───── Records for the exercise

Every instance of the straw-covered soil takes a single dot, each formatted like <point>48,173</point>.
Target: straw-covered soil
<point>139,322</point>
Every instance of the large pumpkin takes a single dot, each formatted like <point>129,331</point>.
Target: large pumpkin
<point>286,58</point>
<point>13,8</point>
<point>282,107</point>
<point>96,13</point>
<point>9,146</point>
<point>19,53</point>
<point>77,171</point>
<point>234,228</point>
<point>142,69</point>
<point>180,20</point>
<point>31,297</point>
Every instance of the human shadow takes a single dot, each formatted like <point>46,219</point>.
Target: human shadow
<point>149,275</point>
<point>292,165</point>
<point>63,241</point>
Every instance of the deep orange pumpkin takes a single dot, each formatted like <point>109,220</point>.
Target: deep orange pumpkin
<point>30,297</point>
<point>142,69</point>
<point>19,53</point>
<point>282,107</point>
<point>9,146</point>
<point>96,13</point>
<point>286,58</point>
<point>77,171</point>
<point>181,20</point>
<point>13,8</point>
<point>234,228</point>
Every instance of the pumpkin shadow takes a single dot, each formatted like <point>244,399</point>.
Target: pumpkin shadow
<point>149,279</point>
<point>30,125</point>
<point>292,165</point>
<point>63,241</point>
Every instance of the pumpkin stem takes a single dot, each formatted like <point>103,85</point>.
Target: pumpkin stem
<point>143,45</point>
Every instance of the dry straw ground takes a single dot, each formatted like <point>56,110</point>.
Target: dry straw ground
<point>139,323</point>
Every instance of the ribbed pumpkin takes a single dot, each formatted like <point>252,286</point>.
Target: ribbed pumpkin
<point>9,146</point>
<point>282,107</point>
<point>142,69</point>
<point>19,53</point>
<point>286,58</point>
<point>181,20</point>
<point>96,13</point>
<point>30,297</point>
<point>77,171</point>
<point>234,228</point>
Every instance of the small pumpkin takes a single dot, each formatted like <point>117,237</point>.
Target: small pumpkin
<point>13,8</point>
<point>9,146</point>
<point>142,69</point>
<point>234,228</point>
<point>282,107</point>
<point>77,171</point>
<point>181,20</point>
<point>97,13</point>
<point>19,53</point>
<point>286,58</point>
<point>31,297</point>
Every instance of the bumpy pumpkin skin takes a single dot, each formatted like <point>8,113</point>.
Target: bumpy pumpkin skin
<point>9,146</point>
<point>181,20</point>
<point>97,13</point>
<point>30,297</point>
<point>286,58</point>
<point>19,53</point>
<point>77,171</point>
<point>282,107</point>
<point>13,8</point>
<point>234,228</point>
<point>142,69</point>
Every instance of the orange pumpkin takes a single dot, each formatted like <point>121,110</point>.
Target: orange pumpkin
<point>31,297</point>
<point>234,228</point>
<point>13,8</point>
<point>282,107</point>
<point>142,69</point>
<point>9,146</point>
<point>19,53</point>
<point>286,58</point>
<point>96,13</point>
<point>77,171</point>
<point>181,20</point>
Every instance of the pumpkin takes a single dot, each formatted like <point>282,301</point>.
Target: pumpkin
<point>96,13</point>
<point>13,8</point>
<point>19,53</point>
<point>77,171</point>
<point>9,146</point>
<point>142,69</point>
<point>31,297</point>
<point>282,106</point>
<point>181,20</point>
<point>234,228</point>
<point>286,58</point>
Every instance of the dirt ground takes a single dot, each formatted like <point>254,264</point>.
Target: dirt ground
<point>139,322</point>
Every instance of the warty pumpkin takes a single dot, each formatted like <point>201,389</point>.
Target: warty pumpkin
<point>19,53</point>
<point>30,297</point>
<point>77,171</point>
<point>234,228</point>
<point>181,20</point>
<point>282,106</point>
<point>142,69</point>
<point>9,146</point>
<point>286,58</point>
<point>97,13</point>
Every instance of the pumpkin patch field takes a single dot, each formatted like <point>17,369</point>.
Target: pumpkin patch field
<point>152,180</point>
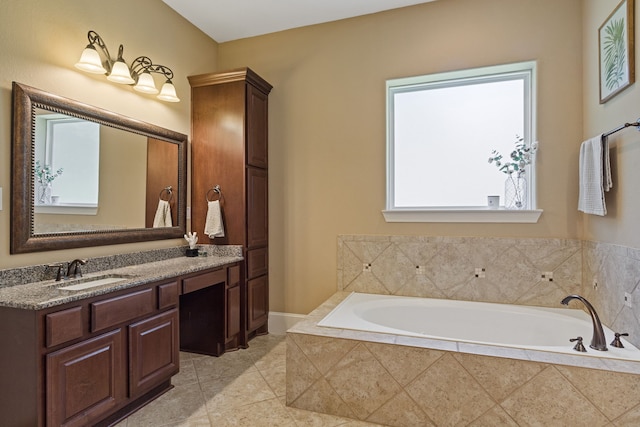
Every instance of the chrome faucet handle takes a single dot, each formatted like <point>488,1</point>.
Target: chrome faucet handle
<point>616,341</point>
<point>579,346</point>
<point>74,266</point>
<point>58,272</point>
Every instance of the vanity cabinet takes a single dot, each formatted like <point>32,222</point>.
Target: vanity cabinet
<point>90,361</point>
<point>86,381</point>
<point>211,312</point>
<point>229,117</point>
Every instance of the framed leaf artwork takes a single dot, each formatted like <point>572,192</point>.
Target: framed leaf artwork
<point>616,51</point>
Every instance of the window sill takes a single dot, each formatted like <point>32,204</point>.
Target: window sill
<point>479,215</point>
<point>67,209</point>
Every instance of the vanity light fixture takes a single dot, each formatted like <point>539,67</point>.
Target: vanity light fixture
<point>139,74</point>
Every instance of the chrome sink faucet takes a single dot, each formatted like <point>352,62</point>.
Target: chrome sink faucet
<point>73,268</point>
<point>598,341</point>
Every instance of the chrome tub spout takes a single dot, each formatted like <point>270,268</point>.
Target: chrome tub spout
<point>598,341</point>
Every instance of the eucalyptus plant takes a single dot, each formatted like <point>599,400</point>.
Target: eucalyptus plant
<point>519,158</point>
<point>45,175</point>
<point>614,53</point>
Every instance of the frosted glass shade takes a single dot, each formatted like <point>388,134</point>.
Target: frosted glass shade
<point>90,61</point>
<point>146,84</point>
<point>120,73</point>
<point>168,92</point>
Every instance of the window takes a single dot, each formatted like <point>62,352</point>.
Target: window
<point>442,129</point>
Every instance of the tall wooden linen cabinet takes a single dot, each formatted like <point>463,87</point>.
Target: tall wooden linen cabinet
<point>229,113</point>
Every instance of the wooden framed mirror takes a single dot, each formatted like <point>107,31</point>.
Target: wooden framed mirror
<point>83,176</point>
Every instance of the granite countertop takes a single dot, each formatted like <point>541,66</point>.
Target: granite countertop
<point>45,294</point>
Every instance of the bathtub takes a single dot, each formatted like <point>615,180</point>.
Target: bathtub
<point>488,324</point>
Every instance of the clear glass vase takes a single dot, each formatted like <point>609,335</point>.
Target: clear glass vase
<point>515,191</point>
<point>43,194</point>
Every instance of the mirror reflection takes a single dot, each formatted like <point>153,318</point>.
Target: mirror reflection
<point>93,177</point>
<point>85,173</point>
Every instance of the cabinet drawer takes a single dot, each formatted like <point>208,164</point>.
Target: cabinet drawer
<point>257,262</point>
<point>168,295</point>
<point>204,280</point>
<point>233,276</point>
<point>63,326</point>
<point>112,311</point>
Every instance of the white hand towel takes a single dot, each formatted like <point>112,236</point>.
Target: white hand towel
<point>213,226</point>
<point>163,215</point>
<point>595,175</point>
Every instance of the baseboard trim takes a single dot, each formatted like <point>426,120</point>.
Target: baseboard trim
<point>280,322</point>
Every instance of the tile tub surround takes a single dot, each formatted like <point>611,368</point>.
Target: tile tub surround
<point>404,381</point>
<point>513,269</point>
<point>26,287</point>
<point>447,266</point>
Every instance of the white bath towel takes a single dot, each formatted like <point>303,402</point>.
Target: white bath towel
<point>595,175</point>
<point>213,226</point>
<point>163,215</point>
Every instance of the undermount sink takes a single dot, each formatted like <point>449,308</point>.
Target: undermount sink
<point>94,282</point>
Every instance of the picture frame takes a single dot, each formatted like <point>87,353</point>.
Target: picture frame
<point>616,55</point>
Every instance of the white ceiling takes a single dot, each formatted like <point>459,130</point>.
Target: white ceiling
<point>226,20</point>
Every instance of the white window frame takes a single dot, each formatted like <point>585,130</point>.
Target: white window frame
<point>464,214</point>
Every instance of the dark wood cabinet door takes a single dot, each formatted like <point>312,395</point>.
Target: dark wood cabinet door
<point>257,132</point>
<point>86,381</point>
<point>257,208</point>
<point>257,302</point>
<point>153,351</point>
<point>233,312</point>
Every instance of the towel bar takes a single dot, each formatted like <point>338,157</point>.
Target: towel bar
<point>215,189</point>
<point>619,128</point>
<point>169,191</point>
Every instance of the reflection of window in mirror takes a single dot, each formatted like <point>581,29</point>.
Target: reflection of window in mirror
<point>73,145</point>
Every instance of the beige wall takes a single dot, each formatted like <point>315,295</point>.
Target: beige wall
<point>621,225</point>
<point>39,43</point>
<point>327,122</point>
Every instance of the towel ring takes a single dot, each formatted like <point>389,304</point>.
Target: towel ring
<point>169,193</point>
<point>215,189</point>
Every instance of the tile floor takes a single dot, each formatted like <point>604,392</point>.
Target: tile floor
<point>240,388</point>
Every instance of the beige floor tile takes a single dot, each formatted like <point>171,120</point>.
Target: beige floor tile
<point>176,406</point>
<point>276,378</point>
<point>241,388</point>
<point>246,389</point>
<point>266,413</point>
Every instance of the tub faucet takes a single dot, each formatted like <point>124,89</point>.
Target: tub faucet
<point>598,341</point>
<point>74,268</point>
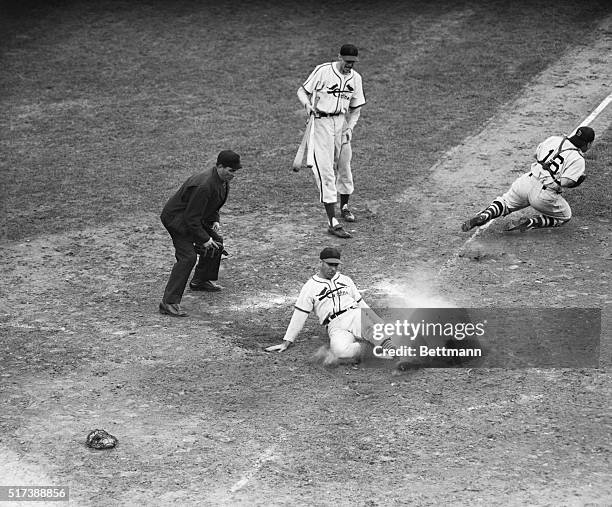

──────────

What the task asks
Return, unchanged, the run of lines above that opens with the line containing "Target: pumpkin stem" and closes with the line containing "Every instance of the ribbed". Include both.

Output for this task
Target: pumpkin stem
<point>143,45</point>
Every instance of the dry straw ground takes a single dot, each formatted like <point>56,110</point>.
Target: dry straw ground
<point>139,323</point>
Every instance of the ribbed pumpkin takes a single dot, each formatted like <point>252,286</point>.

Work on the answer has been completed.